Start of Given records

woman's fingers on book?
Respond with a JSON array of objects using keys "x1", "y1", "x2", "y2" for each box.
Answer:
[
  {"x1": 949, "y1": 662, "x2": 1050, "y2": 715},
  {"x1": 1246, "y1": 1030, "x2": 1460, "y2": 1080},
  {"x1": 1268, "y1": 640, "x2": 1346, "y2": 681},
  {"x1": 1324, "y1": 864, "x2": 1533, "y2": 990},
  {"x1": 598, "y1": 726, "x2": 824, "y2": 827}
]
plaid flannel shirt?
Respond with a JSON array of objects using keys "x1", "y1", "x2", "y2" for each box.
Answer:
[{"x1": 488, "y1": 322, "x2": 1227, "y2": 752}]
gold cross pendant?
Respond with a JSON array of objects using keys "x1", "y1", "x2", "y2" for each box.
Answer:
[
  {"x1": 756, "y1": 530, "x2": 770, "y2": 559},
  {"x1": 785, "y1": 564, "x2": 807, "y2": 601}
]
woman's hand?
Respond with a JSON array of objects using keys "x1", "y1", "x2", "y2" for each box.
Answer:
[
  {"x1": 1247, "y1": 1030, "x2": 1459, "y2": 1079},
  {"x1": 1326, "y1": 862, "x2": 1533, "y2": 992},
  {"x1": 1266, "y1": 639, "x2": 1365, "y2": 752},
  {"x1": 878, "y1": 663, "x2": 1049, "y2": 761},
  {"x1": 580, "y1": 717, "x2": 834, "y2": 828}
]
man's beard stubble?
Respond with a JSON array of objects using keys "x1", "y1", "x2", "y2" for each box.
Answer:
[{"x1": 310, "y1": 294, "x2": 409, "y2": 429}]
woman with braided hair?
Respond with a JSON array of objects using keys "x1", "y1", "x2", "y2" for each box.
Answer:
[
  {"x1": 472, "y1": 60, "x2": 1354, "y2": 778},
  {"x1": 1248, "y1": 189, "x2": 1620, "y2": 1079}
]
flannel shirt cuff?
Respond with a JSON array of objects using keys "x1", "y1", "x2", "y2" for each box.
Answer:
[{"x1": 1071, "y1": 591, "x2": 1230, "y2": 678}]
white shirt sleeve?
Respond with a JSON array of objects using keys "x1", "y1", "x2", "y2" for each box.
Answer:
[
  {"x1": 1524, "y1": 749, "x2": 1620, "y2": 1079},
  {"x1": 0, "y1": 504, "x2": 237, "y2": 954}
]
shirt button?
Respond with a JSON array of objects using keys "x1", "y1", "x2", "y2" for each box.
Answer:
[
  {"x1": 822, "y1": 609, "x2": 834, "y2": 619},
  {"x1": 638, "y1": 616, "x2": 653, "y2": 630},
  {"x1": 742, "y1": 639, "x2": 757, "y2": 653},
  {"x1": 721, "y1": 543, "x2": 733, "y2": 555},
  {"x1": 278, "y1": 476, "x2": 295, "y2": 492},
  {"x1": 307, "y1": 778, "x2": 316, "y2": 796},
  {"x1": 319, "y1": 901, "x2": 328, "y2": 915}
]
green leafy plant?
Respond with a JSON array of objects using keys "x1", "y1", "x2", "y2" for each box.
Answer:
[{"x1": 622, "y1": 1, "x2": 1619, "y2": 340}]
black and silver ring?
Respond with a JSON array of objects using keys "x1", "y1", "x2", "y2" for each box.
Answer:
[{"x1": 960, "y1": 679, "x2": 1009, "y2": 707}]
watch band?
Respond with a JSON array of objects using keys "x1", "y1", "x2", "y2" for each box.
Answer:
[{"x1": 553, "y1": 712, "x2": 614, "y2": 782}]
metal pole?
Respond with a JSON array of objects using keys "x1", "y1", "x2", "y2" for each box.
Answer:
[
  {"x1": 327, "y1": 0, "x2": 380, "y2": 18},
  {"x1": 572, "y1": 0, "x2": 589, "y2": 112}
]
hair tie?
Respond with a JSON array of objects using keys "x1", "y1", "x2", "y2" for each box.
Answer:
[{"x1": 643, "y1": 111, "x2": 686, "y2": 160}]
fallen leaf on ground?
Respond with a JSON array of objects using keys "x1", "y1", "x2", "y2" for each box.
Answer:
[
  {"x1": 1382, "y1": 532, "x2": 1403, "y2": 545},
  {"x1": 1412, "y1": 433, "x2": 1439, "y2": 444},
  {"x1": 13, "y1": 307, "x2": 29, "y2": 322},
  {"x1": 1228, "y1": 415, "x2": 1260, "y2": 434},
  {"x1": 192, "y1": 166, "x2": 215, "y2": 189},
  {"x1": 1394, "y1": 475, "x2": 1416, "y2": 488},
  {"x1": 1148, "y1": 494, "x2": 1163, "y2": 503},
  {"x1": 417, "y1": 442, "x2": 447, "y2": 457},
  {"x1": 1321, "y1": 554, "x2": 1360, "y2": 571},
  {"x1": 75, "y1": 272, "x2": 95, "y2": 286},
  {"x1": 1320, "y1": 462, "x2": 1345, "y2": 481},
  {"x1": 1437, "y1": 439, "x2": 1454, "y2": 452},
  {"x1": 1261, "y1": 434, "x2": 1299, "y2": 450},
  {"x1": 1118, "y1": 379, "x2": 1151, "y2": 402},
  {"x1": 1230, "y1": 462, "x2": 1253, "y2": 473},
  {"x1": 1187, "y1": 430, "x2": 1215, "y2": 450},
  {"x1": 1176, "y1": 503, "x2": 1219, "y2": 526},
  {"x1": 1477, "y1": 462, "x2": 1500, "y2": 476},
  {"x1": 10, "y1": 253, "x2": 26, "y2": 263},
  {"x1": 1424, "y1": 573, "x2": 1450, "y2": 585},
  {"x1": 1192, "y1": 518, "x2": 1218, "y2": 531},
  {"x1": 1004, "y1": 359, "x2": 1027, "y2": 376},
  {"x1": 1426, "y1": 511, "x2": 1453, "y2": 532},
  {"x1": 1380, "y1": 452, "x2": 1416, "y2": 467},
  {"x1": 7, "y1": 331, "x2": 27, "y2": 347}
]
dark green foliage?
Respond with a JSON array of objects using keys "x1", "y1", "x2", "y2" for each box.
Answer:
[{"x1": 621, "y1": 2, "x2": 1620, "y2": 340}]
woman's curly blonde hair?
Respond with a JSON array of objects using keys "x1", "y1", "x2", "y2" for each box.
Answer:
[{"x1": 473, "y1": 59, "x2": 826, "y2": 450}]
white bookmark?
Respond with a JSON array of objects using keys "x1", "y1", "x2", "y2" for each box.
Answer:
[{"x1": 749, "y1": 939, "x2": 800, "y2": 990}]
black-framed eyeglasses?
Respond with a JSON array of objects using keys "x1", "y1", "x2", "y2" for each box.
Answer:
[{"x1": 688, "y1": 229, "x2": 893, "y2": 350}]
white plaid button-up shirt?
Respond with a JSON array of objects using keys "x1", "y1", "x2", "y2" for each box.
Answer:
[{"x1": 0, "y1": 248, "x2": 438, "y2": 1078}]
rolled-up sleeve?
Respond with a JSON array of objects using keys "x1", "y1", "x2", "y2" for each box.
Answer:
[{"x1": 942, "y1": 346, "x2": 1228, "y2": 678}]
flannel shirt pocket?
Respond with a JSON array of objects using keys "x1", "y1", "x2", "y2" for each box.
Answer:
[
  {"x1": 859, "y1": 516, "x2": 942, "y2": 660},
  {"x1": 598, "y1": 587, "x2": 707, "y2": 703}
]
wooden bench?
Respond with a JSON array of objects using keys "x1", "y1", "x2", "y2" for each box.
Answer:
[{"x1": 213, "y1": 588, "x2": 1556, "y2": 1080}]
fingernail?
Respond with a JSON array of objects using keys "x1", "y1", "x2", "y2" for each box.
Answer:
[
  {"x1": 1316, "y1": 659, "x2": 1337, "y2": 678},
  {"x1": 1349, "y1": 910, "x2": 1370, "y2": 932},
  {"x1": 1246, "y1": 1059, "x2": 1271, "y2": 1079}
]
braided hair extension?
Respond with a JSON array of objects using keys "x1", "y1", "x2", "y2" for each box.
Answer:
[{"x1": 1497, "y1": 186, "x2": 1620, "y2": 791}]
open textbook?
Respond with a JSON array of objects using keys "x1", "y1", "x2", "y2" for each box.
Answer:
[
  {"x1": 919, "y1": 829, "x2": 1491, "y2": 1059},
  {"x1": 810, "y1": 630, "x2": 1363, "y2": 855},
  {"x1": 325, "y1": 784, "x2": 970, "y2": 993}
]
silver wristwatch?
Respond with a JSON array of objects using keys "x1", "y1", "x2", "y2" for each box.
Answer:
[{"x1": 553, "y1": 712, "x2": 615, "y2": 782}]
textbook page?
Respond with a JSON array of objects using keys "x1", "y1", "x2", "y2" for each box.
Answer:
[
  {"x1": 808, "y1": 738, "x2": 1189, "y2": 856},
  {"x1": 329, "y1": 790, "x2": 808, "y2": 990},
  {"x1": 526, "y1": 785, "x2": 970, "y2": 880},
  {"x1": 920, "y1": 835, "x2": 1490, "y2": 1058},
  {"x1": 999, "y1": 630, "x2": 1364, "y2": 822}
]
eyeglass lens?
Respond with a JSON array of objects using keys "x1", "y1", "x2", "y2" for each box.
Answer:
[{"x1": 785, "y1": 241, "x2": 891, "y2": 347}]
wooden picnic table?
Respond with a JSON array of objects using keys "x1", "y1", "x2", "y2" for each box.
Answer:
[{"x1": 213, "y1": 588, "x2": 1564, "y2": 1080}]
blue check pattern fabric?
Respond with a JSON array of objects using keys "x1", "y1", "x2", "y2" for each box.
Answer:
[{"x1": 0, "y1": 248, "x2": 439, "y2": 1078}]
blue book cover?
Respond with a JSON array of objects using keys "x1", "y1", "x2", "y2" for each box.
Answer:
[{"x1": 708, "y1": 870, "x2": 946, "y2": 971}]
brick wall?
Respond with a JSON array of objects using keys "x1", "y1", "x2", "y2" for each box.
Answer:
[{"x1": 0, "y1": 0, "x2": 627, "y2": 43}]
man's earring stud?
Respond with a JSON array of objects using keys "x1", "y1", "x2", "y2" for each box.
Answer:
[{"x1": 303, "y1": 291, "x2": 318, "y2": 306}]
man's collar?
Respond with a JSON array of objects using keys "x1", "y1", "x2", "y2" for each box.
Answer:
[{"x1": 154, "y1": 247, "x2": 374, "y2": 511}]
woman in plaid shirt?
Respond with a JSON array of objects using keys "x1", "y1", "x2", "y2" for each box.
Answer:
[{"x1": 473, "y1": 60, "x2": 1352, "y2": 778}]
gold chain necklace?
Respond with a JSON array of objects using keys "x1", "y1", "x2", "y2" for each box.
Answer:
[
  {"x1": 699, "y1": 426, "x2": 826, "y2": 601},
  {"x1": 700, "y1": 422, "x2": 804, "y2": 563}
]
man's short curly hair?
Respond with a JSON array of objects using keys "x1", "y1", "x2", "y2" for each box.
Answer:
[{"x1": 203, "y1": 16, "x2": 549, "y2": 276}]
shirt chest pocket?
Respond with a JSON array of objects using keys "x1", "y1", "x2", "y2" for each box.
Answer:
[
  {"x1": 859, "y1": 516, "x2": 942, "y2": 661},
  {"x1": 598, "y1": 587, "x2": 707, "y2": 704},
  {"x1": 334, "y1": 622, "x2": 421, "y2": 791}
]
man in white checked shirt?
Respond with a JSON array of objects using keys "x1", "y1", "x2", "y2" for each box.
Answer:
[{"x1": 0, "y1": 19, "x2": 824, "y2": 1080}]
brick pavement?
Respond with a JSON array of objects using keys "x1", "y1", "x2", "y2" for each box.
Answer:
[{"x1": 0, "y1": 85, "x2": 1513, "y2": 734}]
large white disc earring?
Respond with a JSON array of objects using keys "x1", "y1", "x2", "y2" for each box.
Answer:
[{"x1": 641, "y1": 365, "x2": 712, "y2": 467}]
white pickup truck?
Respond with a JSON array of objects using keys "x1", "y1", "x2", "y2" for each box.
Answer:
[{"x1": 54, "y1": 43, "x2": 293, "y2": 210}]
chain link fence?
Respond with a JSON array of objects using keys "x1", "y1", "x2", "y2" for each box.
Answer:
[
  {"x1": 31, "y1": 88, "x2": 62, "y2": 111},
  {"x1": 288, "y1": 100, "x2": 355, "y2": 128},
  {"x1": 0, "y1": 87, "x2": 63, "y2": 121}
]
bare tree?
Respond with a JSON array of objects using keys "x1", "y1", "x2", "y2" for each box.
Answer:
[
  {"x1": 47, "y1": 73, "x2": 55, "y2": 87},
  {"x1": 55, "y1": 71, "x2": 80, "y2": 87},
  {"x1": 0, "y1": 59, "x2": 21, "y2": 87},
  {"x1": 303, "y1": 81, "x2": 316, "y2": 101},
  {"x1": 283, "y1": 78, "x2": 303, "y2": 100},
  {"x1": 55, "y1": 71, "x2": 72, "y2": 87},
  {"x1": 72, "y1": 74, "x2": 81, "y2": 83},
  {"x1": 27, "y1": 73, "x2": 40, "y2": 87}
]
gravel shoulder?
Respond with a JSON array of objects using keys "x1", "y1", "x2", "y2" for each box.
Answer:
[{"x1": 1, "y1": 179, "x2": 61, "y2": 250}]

End of Given records

Print, without alteration, only the lines above between the one holding "white plaid button-up shirt?" and the one holding "flannel shirt pocket?", inclusive.

white plaid button-up shirt?
Respond with a JSON array of objects using keys "x1", "y1", "x2", "y2" for each box.
Answer:
[{"x1": 0, "y1": 248, "x2": 438, "y2": 1078}]
rolled-up sleeve?
Respond with a JSON array of objects using keys "x1", "y1", "x2", "y2" for each box.
Answer:
[{"x1": 942, "y1": 346, "x2": 1228, "y2": 678}]
flannel shirt pocket?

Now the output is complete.